Copy the data below line for line, without changing a single character.

•••••

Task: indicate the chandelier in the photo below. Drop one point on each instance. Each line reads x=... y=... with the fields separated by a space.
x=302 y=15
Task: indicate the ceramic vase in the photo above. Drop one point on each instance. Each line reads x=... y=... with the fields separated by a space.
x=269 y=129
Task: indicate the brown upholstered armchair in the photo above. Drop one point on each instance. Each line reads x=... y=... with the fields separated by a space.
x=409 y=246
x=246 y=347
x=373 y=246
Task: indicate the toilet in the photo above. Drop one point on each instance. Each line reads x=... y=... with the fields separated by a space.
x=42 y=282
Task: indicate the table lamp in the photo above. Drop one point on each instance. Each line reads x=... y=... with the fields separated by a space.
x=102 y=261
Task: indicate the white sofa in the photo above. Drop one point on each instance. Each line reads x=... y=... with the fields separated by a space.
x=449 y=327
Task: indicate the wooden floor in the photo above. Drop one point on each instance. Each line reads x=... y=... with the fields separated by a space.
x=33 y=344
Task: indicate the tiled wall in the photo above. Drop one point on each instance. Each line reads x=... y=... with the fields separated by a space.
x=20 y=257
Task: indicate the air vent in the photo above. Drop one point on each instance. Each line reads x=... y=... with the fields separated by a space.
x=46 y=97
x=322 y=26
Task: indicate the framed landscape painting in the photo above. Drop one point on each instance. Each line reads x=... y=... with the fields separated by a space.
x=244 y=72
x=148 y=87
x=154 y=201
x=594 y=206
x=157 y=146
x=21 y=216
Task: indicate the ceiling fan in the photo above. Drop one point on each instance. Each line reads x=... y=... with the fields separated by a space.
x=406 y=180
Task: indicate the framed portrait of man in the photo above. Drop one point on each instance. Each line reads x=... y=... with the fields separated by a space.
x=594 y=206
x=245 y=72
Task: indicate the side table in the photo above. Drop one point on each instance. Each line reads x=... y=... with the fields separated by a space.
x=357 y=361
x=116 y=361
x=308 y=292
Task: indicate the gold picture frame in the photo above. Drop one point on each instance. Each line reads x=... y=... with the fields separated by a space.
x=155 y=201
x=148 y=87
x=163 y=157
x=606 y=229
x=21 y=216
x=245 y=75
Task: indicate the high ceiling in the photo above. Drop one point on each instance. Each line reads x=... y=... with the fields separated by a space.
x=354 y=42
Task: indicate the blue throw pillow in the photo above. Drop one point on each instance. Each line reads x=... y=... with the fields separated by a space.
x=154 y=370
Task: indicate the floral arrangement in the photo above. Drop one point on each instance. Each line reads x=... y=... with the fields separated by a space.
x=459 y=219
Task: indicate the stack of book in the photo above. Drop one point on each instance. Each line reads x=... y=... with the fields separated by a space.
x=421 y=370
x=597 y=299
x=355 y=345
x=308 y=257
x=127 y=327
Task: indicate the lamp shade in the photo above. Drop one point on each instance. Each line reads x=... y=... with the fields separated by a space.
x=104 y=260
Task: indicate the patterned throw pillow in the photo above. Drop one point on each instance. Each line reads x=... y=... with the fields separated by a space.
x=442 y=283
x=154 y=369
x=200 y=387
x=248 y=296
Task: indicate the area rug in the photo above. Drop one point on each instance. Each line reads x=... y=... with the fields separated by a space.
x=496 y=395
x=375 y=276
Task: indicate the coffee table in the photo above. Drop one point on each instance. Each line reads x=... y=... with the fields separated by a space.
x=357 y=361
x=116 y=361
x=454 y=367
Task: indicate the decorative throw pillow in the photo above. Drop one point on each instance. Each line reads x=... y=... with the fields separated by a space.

•••••

Solution to the problem →
Task: indicate the chandelier in the photo below. Drop one point on each instance. Each line reads x=... y=... with the fields separated by a space.
x=302 y=15
Task: indicate the ceramic vase in the photo above. Drop one point on each instance. Each line reads x=... y=... with the fields separated by a space.
x=269 y=129
Task: indicate the brown upholstered armchair in the photo above. Drop one point on each instance. Each line reads x=... y=... with the fields separated by a space.
x=409 y=246
x=246 y=347
x=373 y=246
Task: indicate the toilet in the photo above. Drop one point on each instance. Each line reads x=... y=... with the fields separated by a space.
x=42 y=282
Task: indicate the table lamp in the photo above. Drop one point on each instance. Each line reads x=... y=... with the fields separated by a space.
x=102 y=261
Task: indicate the white sofa in the photo above. Drop one point on each instance. Each line reads x=... y=... with the fields separated by a space.
x=449 y=327
Task: indicate the wooden floor in the photo above. Drop one point on each instance. Each line reads x=... y=... with the fields separated by a space.
x=33 y=344
Task: indicate the tiled wall in the photo above. Drop one point on each instance. Each line reads x=... y=... with the fields separated by a space.
x=20 y=257
Task: indicate the air vent in the photo above. Drop one point on each instance. Each line reads x=... y=... with the fields separated by a space.
x=46 y=97
x=322 y=26
Task: indicate the framed landscape painting in the photo above. Drop one point on each instance. Each line reads x=... y=... with the fields separated by a space.
x=244 y=72
x=148 y=87
x=154 y=201
x=594 y=206
x=157 y=146
x=21 y=216
Task: indicate the ceiling fan in the photo above. Drop one point on each instance. Each line reads x=... y=... with the fields separated by a space.
x=406 y=180
Task: indicate the framed portrait of man in the photo above. Drop one point on each instance. Each line reads x=... y=... with the fields separated by a space.
x=594 y=206
x=245 y=72
Task: indicate the side table in the photo above. Drop one point on each instance. Each line reads x=... y=... with the fields separated by a space.
x=357 y=361
x=116 y=361
x=308 y=292
Task: indicate the gold picture frame in the photo above. Drop one point on each instance. Each line reads x=... y=... with the fields separated by a space.
x=155 y=201
x=148 y=87
x=163 y=157
x=606 y=229
x=21 y=216
x=245 y=75
Task: indicate the high ceiling in the photo above. Drop one point on each instance. Each line reads x=... y=... with the fields separated by a space.
x=354 y=42
Task: indicate the blue throw pillow in the photo above. Drop one point on each instance. Each line reads x=... y=... with the fields separated by a space.
x=154 y=370
Task: indicate the floral arrangement in the photo above. Drop one point on each instance. Each line reads x=... y=... with the fields separated by a space.
x=459 y=219
Task: indicate the stack of book in the photo above. Drop one point on each instance. Each line reads x=... y=... with the fields separated by a space.
x=421 y=370
x=597 y=299
x=355 y=345
x=308 y=257
x=127 y=327
Task: indicate the lamp shade in the photo above. Drop one point on each instance. Each line reads x=... y=... with the fields separated by a space.
x=104 y=260
Task: indicate the patterned throw pillow in the photo above. Drop one point on each instance. Each line reads x=... y=... with the fields separated by a space.
x=442 y=283
x=154 y=369
x=200 y=387
x=248 y=296
Task: indicate the area rug in the photo above. Drop one point on each instance. Each line reads x=... y=... with the fields separated by a space.
x=496 y=395
x=375 y=276
Task: indicate the coffee table in the photo above. Drop one point on each instance. Each line reads x=... y=... with the fields separated by a space.
x=357 y=361
x=116 y=361
x=454 y=367
Task: indicate the decorative throw pillow in the photo above. Drop one point on each instance. Each line reads x=... y=... with the fields separated by a space.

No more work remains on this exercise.